> Brano fornito
■ ■ ■ ■ ■ ■ ■

È recente la notizia relativa ad una decisione della Corte di giustizia dell’UE, che ha giudicato illegale una disposizione austriaca contro il dumping salariale. In Svizzera i sindacati paventano un indebolimento della tutela dei salariati. La sentenza della Corte può essere intesa come una conferma di questi timori?

«No. La lettura che ne è stata fatta è sbagliata. In realtà questa sentenza è una bella cosa, perché dimostra che non si può mantenere opacità sulla questione: bisogna fare chiarezza. E con cosa facciamo chiarezza? Con l’accordo quadro istituzionale. Secondo me è la miglior prova che la volontà di creare certezza giuridica impedirà ai tribunali di dover decidere essi stessi. Ed è la prova migliore che potesse arrivare cinque minuti prima di mezzanotte, dato che nelle prossime settimane dovremo arrivare ad una decisione. In secondo luogo, l’Austria è un membro del club, noi no. E questo cambia completamente le cose, perché i rapporti tra noi e il club – l’Unione europea – sono regolati appunto da norme diverse da quelle che disciplinano l’appartenenza di un membro dell’UE».

Due interpretazioni antitetiche, dunque.

«Per me in sostanza è la prova che quando non c’è chiarezza nei rapporti giuridici i tribunali devono in qualche modo tranciare. E questo avviene anche all’interno dell’UE».

In Ticino, secondo alcuni sondaggi, potrebbe emergere un certo sostegno a favore dell’iniziativa per l’autodeterminazione. Come legge questo dato?

■ ■ ■ ■ ■ ■ ■

> Materiale
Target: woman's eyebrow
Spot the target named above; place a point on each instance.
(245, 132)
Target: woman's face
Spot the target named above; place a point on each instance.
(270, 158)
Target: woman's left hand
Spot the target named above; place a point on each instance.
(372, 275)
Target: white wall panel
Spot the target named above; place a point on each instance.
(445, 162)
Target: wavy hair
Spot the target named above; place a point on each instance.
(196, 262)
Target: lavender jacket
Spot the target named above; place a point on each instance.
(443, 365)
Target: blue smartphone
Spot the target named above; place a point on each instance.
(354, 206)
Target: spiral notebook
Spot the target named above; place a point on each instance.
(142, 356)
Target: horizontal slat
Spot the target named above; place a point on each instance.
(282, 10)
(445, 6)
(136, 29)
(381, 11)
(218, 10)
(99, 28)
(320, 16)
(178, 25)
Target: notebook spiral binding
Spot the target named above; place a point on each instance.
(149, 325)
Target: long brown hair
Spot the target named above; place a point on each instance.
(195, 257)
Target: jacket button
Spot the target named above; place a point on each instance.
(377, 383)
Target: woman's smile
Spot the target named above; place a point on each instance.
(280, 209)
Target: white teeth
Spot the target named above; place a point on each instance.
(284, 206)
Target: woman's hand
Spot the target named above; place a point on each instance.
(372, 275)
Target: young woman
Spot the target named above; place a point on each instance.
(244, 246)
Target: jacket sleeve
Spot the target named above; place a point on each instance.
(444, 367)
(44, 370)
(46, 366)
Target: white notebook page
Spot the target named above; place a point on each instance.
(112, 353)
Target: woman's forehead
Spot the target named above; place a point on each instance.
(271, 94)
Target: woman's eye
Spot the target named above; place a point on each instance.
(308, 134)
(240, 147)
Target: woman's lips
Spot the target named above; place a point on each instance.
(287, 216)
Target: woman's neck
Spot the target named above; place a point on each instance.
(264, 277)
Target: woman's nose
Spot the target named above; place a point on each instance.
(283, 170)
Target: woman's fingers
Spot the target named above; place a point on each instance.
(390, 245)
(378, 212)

■ ■ ■ ■ ■ ■ ■

> Cosa fare
Puoi riscrivere senza alcuna modifica la parte del brano sulla sentenza della Corte di giustizia che comincia dalle parole "È recente la" e si ferma dopo "di questi timori?"? Le righe riportate sopra non servono.

> Soluzione
È recente la notizia relativa ad una decisione della Corte di giustizia dell’UE, che ha giudicato illegale una disposizione austriaca contro il dumping salariale. In Svizzera i sindacati paventano un indebolimento della tutela dei salariati. La sentenza della Corte può essere intesa come una conferma di questi timori?